The Field Elm cultivar Ulmus minor 'Purpurascens' was listed by Lavallée in Arboretum Segrezianum (1877) as U. campestris var. purpurascens (purpurea), but without description, and later by Schneider in Illustriertes Handbuch der Laubholzkunde (1904). Krüssmann in Handbuch der Laubgehölze (1962) identified it as a cultivar.

Schneider, Henry, and Green believed the cultivar 'Myrtifolia Purpurea', which was also first listed in 1877, a synonym of U minor 'Purpurascens'.

==Description==
The tree has small leaves approximately 25 mm long, rough above, downy beneath, tinged with purple when young, but turning dark green later. The twigs are downy. Green noted that the tree usually remains small.

==Pests and diseases==
See under Ulmus minor.

==Cultivation==
A grafted tree at Kew Gardens labelled U. campestris var. purpurascens, planted in 1885, was 20 ft tall by 1912. (For specimens supplied by the Späth nursery as U. campestris myrtifolia purpurea, see 'Myrtifolia Purpurea'.)

···

Task to carry out:
Edit the elm cultivar text from "The Field Elm" up to and including "usually remains small.", putting "little" wherever "small" appears. The records after this point were taken from a different source.

[Stored entries]
···

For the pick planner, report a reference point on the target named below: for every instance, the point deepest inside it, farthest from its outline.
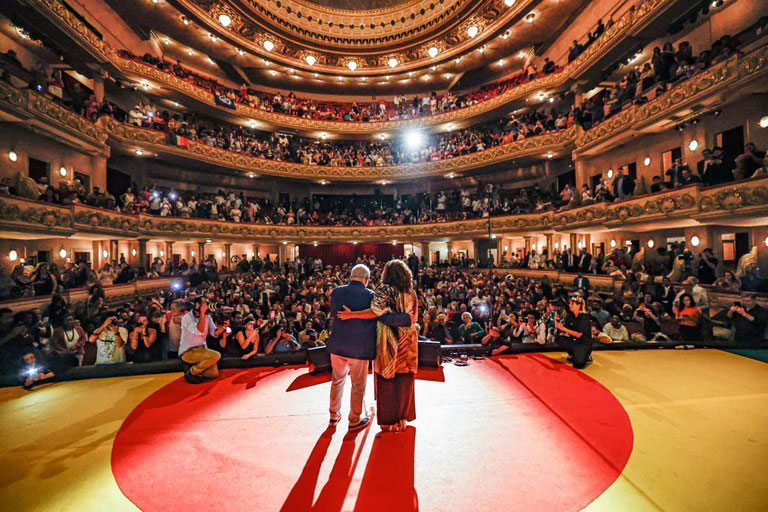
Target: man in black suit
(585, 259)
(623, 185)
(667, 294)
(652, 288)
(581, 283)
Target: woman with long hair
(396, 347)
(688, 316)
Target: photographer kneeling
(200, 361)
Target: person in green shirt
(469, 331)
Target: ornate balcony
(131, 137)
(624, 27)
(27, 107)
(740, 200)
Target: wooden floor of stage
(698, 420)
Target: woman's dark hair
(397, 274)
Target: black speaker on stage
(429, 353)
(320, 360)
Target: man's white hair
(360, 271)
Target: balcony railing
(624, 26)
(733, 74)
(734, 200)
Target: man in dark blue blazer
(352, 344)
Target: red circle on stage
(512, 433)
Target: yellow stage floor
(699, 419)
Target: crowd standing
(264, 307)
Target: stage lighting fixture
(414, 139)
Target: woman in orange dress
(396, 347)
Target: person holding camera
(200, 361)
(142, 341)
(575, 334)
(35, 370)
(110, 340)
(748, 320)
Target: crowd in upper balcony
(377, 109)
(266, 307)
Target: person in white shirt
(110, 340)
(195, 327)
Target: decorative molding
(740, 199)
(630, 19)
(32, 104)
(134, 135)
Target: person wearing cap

···

Task output:
The Field Elm cultivar Ulmus minor 'Purpurascens' was listed by Lavallée in Arboretum Segrezianum (1877) as U. campestris var. purpurascens (purpurea), but without description, and later by Schneider in Illustriertes Handbuch der Laubholzkunde (1904). Krüssmann in Handbuch der Laubgehölze (1962) identified it as a cultivar.

Schneider, Henry, and Green believed the cultivar 'Myrtifolia Purpurea', which was also first listed in 1877, a synonym of U minor 'Purpurascens'.

==Description==
The tree has little leaves approximately 25 mm long, rough above, downy beneath, tinged with purple when young, but turning dark green later. The twigs are downy. Green noted that the tree usually remains little.